→ EXERCISE DATA
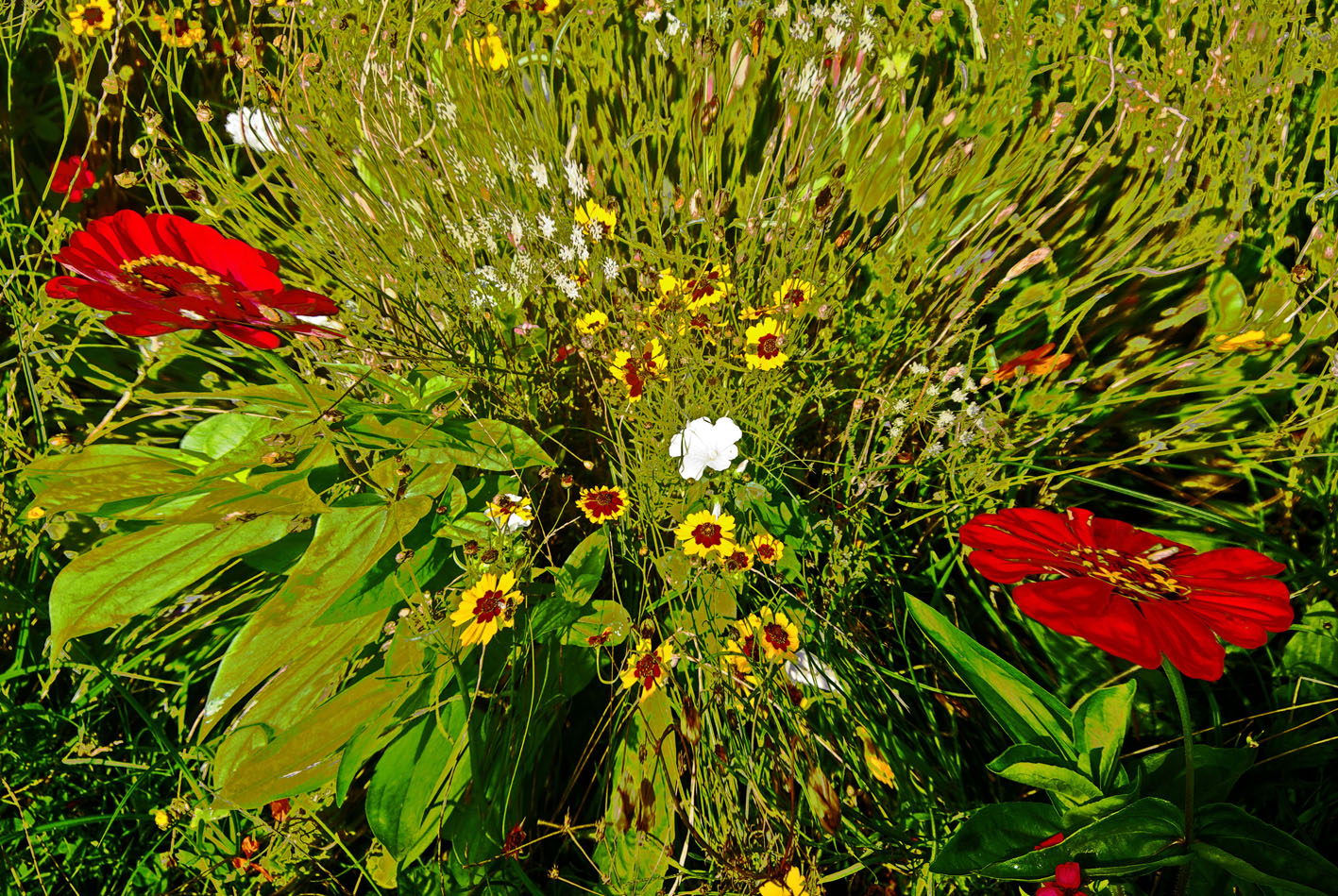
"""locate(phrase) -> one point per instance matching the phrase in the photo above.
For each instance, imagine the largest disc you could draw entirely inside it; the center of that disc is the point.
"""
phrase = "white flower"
(567, 285)
(705, 444)
(256, 128)
(576, 178)
(538, 170)
(514, 520)
(812, 671)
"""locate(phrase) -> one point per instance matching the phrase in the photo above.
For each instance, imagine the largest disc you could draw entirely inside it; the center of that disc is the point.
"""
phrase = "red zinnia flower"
(1131, 593)
(162, 273)
(1037, 362)
(73, 177)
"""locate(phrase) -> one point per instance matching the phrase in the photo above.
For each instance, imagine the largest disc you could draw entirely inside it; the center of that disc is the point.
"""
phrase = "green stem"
(1183, 706)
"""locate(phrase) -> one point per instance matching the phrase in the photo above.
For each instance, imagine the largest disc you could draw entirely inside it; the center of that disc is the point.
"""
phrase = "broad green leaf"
(1215, 768)
(483, 444)
(347, 542)
(1257, 852)
(222, 433)
(121, 476)
(1144, 835)
(584, 568)
(130, 574)
(1029, 713)
(1099, 723)
(305, 754)
(419, 779)
(640, 819)
(994, 834)
(603, 623)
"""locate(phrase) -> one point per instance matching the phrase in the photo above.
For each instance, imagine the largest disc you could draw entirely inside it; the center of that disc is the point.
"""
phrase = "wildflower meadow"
(686, 447)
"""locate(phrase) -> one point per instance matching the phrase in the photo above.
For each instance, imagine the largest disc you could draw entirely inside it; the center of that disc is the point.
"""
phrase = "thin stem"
(1183, 706)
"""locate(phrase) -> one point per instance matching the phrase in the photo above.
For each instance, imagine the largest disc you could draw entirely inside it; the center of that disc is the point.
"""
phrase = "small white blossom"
(834, 36)
(567, 285)
(812, 671)
(704, 444)
(256, 130)
(576, 179)
(539, 172)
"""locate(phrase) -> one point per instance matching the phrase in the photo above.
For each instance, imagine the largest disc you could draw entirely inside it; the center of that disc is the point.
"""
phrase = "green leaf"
(307, 754)
(584, 568)
(483, 444)
(1100, 721)
(130, 574)
(222, 433)
(994, 834)
(347, 542)
(605, 623)
(1144, 835)
(1037, 767)
(1216, 770)
(109, 481)
(638, 818)
(1257, 852)
(419, 780)
(1029, 713)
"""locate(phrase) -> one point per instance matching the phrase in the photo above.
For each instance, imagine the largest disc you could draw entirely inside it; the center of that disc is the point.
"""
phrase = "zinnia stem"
(1183, 706)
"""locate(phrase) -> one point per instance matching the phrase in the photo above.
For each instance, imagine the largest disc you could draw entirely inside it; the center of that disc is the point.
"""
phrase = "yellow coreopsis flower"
(793, 295)
(764, 343)
(93, 16)
(490, 51)
(648, 668)
(603, 504)
(177, 29)
(592, 211)
(706, 532)
(792, 886)
(777, 635)
(766, 549)
(487, 606)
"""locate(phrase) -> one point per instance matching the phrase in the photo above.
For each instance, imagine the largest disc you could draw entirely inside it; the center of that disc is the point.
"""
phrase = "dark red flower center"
(649, 668)
(603, 501)
(704, 286)
(167, 275)
(490, 606)
(708, 535)
(1135, 578)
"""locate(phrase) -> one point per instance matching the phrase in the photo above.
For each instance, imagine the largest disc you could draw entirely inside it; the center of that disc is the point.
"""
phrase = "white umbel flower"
(704, 444)
(256, 128)
(812, 671)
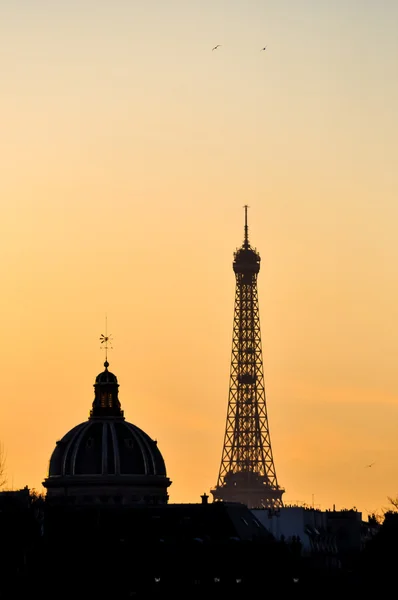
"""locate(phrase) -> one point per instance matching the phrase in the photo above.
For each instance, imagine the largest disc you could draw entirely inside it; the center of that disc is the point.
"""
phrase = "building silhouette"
(107, 460)
(247, 471)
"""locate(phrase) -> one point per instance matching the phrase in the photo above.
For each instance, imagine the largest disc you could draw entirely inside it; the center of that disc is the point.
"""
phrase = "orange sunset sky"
(127, 150)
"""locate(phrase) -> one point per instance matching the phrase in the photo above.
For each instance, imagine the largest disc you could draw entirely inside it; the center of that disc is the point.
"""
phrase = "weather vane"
(106, 340)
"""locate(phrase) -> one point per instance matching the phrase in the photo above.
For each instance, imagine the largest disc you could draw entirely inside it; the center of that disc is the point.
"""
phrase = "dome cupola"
(107, 459)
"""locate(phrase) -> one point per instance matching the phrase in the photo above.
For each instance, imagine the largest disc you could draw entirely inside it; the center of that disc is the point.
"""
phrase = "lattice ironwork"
(247, 471)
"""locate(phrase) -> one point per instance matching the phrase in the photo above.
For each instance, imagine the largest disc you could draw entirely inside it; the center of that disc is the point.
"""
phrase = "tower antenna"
(246, 240)
(106, 340)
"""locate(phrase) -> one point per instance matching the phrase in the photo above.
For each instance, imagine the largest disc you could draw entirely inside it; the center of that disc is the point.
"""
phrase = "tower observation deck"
(247, 471)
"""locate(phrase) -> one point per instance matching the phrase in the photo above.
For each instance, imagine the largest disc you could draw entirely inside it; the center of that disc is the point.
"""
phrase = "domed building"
(107, 460)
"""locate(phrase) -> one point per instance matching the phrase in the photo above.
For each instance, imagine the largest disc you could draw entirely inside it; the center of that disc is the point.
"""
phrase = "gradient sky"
(127, 151)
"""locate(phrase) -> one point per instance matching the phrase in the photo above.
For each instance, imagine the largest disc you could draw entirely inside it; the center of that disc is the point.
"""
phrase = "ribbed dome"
(106, 447)
(107, 459)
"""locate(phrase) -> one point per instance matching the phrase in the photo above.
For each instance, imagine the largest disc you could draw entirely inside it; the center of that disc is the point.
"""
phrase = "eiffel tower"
(247, 471)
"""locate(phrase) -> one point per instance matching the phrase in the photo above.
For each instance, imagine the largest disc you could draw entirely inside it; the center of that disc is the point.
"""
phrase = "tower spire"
(247, 471)
(246, 238)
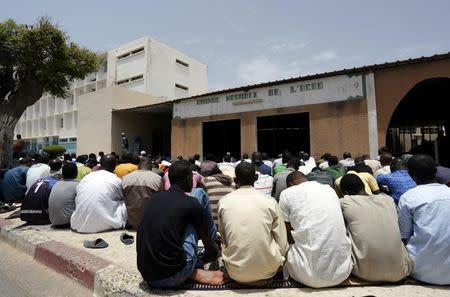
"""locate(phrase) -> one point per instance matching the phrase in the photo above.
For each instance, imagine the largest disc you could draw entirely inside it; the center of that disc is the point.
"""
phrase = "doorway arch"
(421, 121)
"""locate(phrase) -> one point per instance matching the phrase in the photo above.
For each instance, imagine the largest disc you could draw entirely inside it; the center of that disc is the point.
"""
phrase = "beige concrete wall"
(392, 84)
(139, 125)
(334, 128)
(95, 121)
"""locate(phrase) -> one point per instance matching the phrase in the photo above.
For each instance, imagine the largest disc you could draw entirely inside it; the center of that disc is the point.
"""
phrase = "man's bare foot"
(206, 277)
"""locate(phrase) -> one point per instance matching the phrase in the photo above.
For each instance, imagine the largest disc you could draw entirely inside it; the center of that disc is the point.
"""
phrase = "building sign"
(323, 90)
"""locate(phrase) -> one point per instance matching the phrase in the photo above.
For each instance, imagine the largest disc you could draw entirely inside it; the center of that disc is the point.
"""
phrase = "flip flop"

→ WORK ORDER
Please transcribe every record above exactly as written, leaving out the pictures.

→ RESPONSE FOR THIS EXERCISE
"""locate(phrase) -> one point per instance matching the phrase in the photo above.
For each instance, imagine the largest disc you could draw entirely inside it; the center of that disc is the point.
"""
phrase = "white flower"
(567, 285)
(705, 444)
(256, 128)
(576, 178)
(538, 170)
(514, 520)
(812, 671)
"""locate(phrase) -> one point per instance matching the phrase in the photo above.
For each instance, imagine the largest disc you could draw entirely inside it; the center of that disc is the point.
"""
phrase = "red zinnia flower"
(1131, 593)
(162, 273)
(1037, 362)
(73, 177)
"""locate(phrase) -> one point per instance matching the phrase in the photo above.
For each instance, imagine the largest disc you could draw entirely inside it; the center of that disc is the point.
"""
phrase = "green stem"
(1183, 706)
"""locate(phrase) -> one point per instance matching the phrase in the photo above.
For each instance, imagine the largest disc you could draw entirely inside it; the center of that disc is the point.
"""
phrase = "broad green leaf"
(1215, 768)
(483, 444)
(347, 542)
(1257, 852)
(222, 433)
(121, 476)
(1144, 835)
(584, 568)
(130, 574)
(1029, 713)
(1099, 723)
(305, 754)
(419, 779)
(640, 819)
(994, 834)
(603, 623)
"""locate(phrase) -> one point per instance matching the phrase in the photo above.
For each instance, imagine the largest disc you could draw entirely inside it; the center of that disc is the point.
"""
phrase = "wildflower meadow"
(686, 447)
"""locate(phrase) -> one point per instance matching the phrase in the photo above.
For each instance, imagine the largest disc you could draw entirely inside it; the center of that disc is the point.
"""
phrase = "thin stem"
(1183, 706)
"""locate(phrase) -> one point per instance matching the phrase in the photo above.
For each instance, imagine the largest disc you could draw entirely inside it; the center of that disc is the point.
"""
phrase = "small white blossom"
(834, 36)
(567, 285)
(812, 671)
(704, 444)
(256, 130)
(576, 179)
(539, 172)
"""locate(phrase) -> one point per instance matching the phrase in the photo above.
For each instance, imagine the largest disc you could draw entirely inside it; the center of that disc is the point.
"""
phrase = "green leaf"
(307, 754)
(584, 568)
(483, 444)
(1100, 721)
(130, 574)
(222, 433)
(994, 834)
(347, 542)
(605, 623)
(1144, 835)
(1037, 767)
(1216, 770)
(109, 481)
(638, 818)
(1257, 852)
(419, 780)
(1029, 713)
"""locate(phrase) -> one point per instance matching the phrase in the photo above.
For each instance, imagine the largest disc you could draw entirely inside it; the center of that disc is the point.
"""
phrase = "zinnia stem"
(1183, 706)
"""locate(phrase) -> one point per instance matching the phrase in the photo above.
For each instance, imagine the largest disc you could draw entirely inside it; the center of that disc is the point.
"""
phrase = "yellow coreopsis flower"
(793, 295)
(764, 343)
(93, 16)
(490, 51)
(648, 668)
(603, 504)
(177, 29)
(592, 211)
(706, 532)
(792, 886)
(777, 635)
(766, 549)
(487, 606)
"""locate(phrase) -> one point per instance matching the phrase in the photo above.
For each instance, imagine the largest disc you could draw entirely inside it; the center of that disc is the point.
"""
phrase = "dark red flower center"
(649, 668)
(603, 501)
(704, 286)
(167, 275)
(490, 606)
(708, 535)
(1135, 578)
"""locate(phrase) -> one point per instance matching the phrase in the photo above.
For each instance, imagine the largest disc you could draw entirely inside it; the center of that disc is the point.
"""
phrase = "white umbel flower"
(704, 444)
(256, 128)
(812, 671)
"""locate(phrase) -> one point per instance matching the phrase in the photo above.
For each instance, imagine the largest disc you could draw entirely inside it; the center of that disc is the point.
"""
phrase = "building silhouette"
(107, 460)
(247, 471)
"""locate(phrase) -> one point per instance matching the phrase in the photo above.
For each instance, imagine the largest disc you could draw entirely inside it; the center of that disc is the point.
"""
phrase = "orange sunset sky"
(127, 150)
"""locate(phrase) -> one point per instance matching the phrase in the photo above.
For each instance, imagine the largest disc you could draw entirely inside it; the center of that disc is the point.
"""
phrase = "weather vane"
(106, 340)
"""locate(phrase) -> one point per instance matching the phrase in the photo above.
For each instance, imagine the largest disc you could draw entirely inside it; the center of that disc is the point.
"""
phrase = "dome cupola"
(107, 459)
"""locate(phrase) -> one point per instance matching the phrase in the photo above.
For each instance, imagine the largest disc you could draw entirely inside it; the center of that disc is the point.
"""
phrase = "lattice ironwork"
(247, 471)
"""locate(phrase) -> one point per instance matching the phrase in the photo above.
For each instance, imagine the largest disc you could draw entirely inside it; the center of that disc is the point.
"""
phrase = "tower antenna"
(246, 240)
(106, 340)
"""locate(phrase) -> one point per instance matching the phrase in the photo above.
For each instance, imagine the largest disc you could draw entirely inside it; the center of that disc is the point.
"""
phrase = "tower observation deck"
(247, 471)
"""locate(phrase) -> one point per instance matching the phrase in the photo above.
For each instance, imagine the largest disc you could draw entirely inside it; the center of that disc is the point.
"""
phrase = "domed building"
(107, 460)
"""locate(phrase) -> one point per instance matching the phrase in the photo above.
For each instance, imagine the largest disc you could draw entirely inside it; the center of that disc is the point.
"""
phrase = "gradient sky"
(127, 151)
"""locate(phrase) -> one point per instance matching the phrase in the photo above.
For each instance, imagine the largest disc you could draw entirely inside it; the center of that disc is the point.
"""
phrase = "ribbed dome"
(106, 447)
(107, 459)
"""locate(phrase) -> one point per instance matching the phrase in the photo above.
For each instance, imagine the largest disc you could draw entirely inside it; the center of that disc is the point.
"""
phrase = "eiffel tower"
(247, 471)
"""locate(phrase) -> one point per instance matching the phrase in the photo above.
For each instance, imagine the largest disc you could draw entirely inside it; the center of that disc is the point.
"""
phrase = "tower spire"
(247, 471)
(246, 238)
"""locate(phrase) -> one point per instance matching the phrase in the photo above.
For each instance, imagine the largest disc you could draw entirely inside it; the center of that disc is the point.
"""
phrase = "doorway arch"
(421, 121)
"""locate(phrase) -> one point per instance matching the phrase in the photo above.
For each instance, imagine the largest disc you could draw entirely inside it; the center of that disc is the point.
"""
phrase = "beige concrete wall"
(392, 84)
(139, 125)
(334, 128)
(95, 121)
"""locate(phrase) -> one point per instance matching the phrase in the photo above.
For each instance, imagine the largest disc you could draw entirely inside it; the center of that disc is the point.
"""
phrase = "man's bare foot"
(206, 277)
"""locate(phrase) -> one point per instance matching the phrase in the photo above.
For each instance, imagine the largest disc you could draw entirely inside it; the center of that disc is the point.
"""
phrase = "building sign"
(323, 90)
"""locate(phrase) -> one point per instance matching the phrase in the photo above.
For each instance, imagine the largest disc you could draw entirely inside it; the center of that disc is the point.
"""
phrase = "flip flop"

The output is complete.